DO THIS ->
Rewrite the stretch of items from the line containing "Locate all instances of face" through the line containing "[33,39,44,54]", both ends included. Keep each request unchanged, multiply every bounding-box coordinate in the answers by 2.05, round to whole numbers with halves going up, and return only those lines.

DATA PROVIDED ->

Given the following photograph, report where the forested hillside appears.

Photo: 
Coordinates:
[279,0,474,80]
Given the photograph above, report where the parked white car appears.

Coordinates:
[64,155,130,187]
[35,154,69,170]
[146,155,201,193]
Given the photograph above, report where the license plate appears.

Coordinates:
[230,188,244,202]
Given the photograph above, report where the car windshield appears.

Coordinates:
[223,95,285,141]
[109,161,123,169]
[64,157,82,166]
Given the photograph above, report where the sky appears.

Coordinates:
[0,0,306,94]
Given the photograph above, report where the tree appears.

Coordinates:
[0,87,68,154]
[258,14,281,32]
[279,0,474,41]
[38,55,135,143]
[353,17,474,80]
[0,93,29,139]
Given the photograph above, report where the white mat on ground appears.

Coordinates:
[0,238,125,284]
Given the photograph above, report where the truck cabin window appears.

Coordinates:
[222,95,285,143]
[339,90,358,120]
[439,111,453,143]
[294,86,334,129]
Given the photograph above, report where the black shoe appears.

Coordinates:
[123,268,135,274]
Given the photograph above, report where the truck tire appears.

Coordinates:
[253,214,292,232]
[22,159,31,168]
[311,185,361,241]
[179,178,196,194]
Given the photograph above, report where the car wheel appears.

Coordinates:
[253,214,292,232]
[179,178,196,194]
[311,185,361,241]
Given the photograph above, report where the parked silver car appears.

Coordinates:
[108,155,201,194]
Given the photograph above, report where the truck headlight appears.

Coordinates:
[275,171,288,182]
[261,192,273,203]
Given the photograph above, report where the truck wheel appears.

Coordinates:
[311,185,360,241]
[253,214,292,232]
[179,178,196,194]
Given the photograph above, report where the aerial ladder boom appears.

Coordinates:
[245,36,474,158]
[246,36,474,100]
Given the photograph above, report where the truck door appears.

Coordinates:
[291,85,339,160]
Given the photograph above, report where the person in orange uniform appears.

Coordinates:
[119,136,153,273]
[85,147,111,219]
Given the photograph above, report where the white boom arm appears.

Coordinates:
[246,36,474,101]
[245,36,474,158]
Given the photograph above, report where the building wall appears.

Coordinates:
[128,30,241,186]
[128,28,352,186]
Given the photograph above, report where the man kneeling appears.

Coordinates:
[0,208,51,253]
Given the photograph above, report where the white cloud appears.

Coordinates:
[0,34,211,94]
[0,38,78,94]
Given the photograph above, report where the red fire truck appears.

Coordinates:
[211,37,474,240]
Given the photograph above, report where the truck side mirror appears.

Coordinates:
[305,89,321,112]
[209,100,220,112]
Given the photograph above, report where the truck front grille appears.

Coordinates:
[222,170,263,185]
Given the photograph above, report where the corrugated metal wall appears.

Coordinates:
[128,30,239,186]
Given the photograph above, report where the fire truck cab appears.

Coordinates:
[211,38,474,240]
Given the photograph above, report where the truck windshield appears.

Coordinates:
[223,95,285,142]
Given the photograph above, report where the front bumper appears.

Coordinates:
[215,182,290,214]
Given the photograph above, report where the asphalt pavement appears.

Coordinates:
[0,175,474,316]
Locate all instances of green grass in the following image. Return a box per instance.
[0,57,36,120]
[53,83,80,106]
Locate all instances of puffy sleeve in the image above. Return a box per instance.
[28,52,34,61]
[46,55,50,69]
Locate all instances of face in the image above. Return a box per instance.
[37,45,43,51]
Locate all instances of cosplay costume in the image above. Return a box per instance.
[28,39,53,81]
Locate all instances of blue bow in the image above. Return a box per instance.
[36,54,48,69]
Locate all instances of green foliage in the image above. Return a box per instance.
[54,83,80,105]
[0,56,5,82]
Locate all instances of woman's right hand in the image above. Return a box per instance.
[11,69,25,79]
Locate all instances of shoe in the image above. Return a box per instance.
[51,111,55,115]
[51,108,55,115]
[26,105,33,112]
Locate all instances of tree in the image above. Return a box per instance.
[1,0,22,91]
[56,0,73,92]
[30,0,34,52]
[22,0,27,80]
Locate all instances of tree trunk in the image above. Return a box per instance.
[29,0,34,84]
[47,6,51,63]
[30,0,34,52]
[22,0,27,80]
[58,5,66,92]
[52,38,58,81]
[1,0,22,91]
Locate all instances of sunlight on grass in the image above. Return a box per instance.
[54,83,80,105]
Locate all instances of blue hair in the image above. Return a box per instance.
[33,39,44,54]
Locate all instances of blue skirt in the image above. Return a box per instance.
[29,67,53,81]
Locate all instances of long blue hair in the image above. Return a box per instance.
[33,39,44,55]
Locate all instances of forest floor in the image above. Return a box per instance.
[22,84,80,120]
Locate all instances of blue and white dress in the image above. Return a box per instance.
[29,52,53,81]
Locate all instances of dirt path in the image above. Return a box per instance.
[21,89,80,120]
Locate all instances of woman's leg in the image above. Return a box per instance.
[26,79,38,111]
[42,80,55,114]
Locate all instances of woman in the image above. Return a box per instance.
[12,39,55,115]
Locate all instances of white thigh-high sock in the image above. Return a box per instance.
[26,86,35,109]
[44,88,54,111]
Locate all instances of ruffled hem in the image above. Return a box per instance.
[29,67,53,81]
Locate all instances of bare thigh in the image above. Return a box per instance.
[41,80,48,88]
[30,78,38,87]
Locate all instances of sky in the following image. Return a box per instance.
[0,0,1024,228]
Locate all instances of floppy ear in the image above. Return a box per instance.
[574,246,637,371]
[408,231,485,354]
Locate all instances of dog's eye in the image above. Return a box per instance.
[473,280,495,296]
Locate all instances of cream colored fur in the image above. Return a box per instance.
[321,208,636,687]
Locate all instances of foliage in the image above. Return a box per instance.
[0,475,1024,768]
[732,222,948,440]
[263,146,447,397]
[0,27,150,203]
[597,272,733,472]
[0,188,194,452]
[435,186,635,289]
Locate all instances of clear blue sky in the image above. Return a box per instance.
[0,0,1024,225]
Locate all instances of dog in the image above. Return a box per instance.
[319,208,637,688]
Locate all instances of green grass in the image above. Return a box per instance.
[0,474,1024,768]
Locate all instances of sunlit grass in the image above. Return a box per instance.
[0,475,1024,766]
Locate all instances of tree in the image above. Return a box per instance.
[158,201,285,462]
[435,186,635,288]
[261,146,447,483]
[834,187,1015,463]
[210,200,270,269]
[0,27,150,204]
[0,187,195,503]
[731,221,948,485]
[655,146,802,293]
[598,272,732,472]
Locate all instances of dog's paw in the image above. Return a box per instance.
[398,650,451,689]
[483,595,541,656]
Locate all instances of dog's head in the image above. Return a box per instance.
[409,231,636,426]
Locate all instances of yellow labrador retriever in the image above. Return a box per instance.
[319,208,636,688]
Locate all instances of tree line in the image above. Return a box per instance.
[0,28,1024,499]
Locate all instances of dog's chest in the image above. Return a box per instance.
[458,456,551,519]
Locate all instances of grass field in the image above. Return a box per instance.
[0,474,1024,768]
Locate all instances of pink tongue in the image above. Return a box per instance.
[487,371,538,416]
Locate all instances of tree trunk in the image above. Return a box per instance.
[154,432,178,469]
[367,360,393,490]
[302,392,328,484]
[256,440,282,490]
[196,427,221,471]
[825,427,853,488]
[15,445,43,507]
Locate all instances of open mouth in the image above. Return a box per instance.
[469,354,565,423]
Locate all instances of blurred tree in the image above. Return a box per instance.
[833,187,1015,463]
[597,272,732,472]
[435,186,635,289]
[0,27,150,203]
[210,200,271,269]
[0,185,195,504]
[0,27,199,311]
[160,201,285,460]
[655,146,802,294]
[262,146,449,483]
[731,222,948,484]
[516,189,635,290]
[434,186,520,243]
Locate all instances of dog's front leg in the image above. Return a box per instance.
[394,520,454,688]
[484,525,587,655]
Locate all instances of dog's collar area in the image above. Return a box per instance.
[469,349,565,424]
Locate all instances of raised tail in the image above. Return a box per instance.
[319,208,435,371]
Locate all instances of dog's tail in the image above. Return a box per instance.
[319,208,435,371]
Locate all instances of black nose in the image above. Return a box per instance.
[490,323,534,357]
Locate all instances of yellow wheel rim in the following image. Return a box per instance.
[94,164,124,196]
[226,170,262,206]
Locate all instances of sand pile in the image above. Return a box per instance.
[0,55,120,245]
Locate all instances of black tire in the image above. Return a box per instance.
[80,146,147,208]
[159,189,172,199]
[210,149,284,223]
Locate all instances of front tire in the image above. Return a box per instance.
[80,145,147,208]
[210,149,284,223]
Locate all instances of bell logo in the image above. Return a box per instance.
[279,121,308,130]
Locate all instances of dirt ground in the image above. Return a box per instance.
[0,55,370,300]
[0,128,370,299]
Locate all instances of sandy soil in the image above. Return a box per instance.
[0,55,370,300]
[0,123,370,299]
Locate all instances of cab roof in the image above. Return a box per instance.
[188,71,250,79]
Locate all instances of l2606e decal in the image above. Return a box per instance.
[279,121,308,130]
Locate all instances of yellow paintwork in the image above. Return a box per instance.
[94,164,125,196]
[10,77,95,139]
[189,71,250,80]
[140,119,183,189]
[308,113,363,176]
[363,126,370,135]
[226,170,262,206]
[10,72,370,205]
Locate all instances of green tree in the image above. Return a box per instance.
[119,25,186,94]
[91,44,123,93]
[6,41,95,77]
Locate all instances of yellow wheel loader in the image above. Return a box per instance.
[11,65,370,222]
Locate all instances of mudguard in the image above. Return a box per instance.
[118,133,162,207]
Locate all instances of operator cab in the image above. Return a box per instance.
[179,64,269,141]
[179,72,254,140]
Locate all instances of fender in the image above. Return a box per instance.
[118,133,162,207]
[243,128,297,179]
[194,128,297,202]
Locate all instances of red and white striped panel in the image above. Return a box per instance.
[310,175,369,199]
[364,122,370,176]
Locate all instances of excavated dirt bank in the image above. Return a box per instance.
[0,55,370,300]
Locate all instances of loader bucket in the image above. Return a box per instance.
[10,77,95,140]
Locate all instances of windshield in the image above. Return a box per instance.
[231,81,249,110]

WORKED ANSWER ->
Locate all instances of face in the image above. Return a box per instance.
[76,92,88,105]
Locate all instances of cosplay costume in the image above. Return a box per instance.
[57,80,109,166]
Locate all instances of blue bow in the image above. Return a box per instance.
[74,111,98,141]
Locate all instances of green foliage in the image above. Return a box per instance.
[111,170,164,215]
[0,115,10,168]
Locate all instances of woman's right hand in the image above. Return a box per instance.
[23,141,51,162]
Locate all instances of shoe in the image above. Return a box per instance.
[105,228,113,236]
[105,221,113,236]
[53,215,68,230]
Locate all instances of tree in the image above. Return a box per instance.
[2,0,45,187]
[115,0,150,189]
[62,0,70,107]
[45,0,55,164]
Locate all instances of tree trunk in the image above. Return a box per instance.
[59,0,70,172]
[96,12,105,129]
[62,0,70,107]
[45,0,55,164]
[119,10,135,189]
[107,78,119,166]
[2,0,45,187]
Locate all instances of sunlight on grass in the image above. Return a box per instance.
[111,170,164,215]
Locate all instances of blue hair in the image above. Return a box per instance.
[68,80,90,111]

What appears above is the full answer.